-- Begin PROVIDED ENTRIES --

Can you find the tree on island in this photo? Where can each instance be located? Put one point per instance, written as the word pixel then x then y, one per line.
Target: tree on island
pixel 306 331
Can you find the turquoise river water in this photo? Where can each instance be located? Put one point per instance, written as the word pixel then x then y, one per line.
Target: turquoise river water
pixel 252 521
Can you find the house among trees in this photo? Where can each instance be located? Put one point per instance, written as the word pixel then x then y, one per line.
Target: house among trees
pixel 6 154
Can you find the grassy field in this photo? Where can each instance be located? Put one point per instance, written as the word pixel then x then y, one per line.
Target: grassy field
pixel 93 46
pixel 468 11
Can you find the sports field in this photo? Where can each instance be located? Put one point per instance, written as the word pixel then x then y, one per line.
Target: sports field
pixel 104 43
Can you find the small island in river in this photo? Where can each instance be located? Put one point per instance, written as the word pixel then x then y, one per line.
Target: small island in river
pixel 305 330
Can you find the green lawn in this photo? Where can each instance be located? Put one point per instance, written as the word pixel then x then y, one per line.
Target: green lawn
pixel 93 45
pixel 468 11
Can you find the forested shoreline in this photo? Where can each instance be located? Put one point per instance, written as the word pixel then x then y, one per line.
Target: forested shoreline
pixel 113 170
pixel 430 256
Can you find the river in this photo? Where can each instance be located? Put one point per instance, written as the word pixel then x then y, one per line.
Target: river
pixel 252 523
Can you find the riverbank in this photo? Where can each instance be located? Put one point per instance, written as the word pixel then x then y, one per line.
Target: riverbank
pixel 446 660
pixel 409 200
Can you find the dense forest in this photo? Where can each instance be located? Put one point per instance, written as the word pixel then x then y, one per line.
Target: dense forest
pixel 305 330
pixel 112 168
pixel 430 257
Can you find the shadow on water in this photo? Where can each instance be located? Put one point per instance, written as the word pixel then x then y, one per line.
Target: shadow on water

-- End PROVIDED ENTRIES --

• [YOUR TASK]: Output the stretch of the records from the first line through the line containing "pixel 252 523", reproducing each line verbatim.

• [FULL RESPONSE]:
Can you find the tree on island in this photo? Where can each instance be located? Put one point per instance, written as the word pixel then x then y, one per line.
Target: tree on island
pixel 306 331
Can you find the turquoise river water in this photo? Where can each instance be located? Put one point per instance, written as the word pixel then x then y, one per line.
Target: turquoise river water
pixel 252 521
Can you find the house among trees in this photo? Where can each instance be located? Put one point per instance, written as the word pixel then x then y, one per line.
Target: house among trees
pixel 6 154
Can you find the grassy field in this photo? Where can each instance be located? Put one point per instance, written as the word pixel then x then y, one per line.
Target: grassy field
pixel 93 46
pixel 468 11
Can you find the sports field in this photo? Where can each instance be located? Put one point per instance, written as the word pixel then x then y, one per line.
Target: sports field
pixel 104 43
Can you find the small island in river in this photo? Where can each instance be located? Put one point per instance, written as the word pixel then x then y, one per line.
Target: small island in river
pixel 305 330
Can you find the green lawn in this photo? Where can each instance be located? Put one point per instance, written as the word pixel then x then y, one per line.
Target: green lawn
pixel 93 45
pixel 468 11
Can you find the forested shoreline in this photo? Where can each instance be located? Put one point per instance, written as the word pixel then x then y, one per line.
Target: forested shoreline
pixel 113 170
pixel 430 256
Can you find the river in this photo? Where can each instance be located? Put one point per instance, written as the word pixel then x then y, one per line.
Target: river
pixel 252 523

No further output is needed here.